Exercise input below:

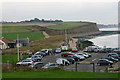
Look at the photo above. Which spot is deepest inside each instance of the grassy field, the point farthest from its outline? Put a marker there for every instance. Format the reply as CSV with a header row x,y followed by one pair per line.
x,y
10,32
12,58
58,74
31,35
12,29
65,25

End of Exercise input.

**Task directions:** The required output is each line above restated verbatim, with all images omitted.

**Exercise output:**
Look at the photo above. Which spot is deepest inside each instance of the grassy field, the point farthest from its outline? Put a marker there for every instance. Format the reply as CSV with a header row x,y followed by one pair per line.
x,y
10,32
12,58
58,74
31,35
12,29
65,25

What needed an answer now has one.